To-do list:
a – Output the passage of the workshop announcement from "This workshop focuses" to "strategy for preservation.", copied word for word.
b – List every calendar date that appears in the workshop announcement.

Workshop on promoting cultural collections

From: Erika Suffern <esuffern>
Date: Monday, August 14, 2006
Conservation Center for Art and Historic Artifacts presents:

    Fundraising for Preservation and Conservation
    Thursday, October 12, 2006

    Telling the Story: Promoting Cultural Collections
    Friday, October 13, 2006

    Portland, OR

    US Banks Room
    Central Library
    Multnomah County Library
    801 SW 10th Avenue
    Portland, OR

    9-9:30am    Registration and refreshments
    9:30am-4pm  Workshop

Registration Deadline: Thursday, September 28, 2006
Workshop brochure and registration form:
<URL:http://www.ccaha.org/workshop_cal.php>

Co-sponsored by:

    Portland Area Library System (PORTALS) and
    OCLC Western Service Center, Digital and Preservation Services
    Program

Fundraising for Preservation and Conservation

    This workshop focuses on the special needs of your special
    collections.  In order to provide optimum care for your
    collections, should you invest in planning? In stabilizing the
    environment? In cataloging and describing? In digitization? Or
    in conservation treatment? Often, the honest answer is "all of
    the above," but since this broad response can lead to paralysis,
    it is important to identify a starting place. One key to moving
    ahead is the development of a funding strategy for preservation.

Information given:
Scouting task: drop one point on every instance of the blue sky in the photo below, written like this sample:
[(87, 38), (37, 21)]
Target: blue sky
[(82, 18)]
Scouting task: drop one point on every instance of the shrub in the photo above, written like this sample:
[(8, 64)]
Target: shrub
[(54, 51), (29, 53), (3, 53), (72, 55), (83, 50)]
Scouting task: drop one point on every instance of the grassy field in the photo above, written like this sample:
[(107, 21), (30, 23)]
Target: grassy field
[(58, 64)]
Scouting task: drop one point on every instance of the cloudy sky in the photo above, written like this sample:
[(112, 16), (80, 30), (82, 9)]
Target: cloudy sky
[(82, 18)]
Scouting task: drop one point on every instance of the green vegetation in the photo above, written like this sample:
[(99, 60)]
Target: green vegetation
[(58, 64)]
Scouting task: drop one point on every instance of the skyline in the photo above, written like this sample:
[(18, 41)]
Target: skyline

Expected answers:
a –
This workshop focuses on the special needs of your special
    collections.  In order to provide optimum care for your
    collections, should you invest in planning? In stabilizing the
    environment? In cataloging and describing? In digitization? Or
    in conservation treatment? Often, the honest answer is "all of
    the above," but since this broad response can lead to paralysis,
    it is important to identify a starting place. One key to moving
    ahead is the development of a funding strategy for preservation.

b –
Monday, August 14, 2006
Thursday, October 12, 2006
Friday, October 13, 2006
Thursday, September 28, 2006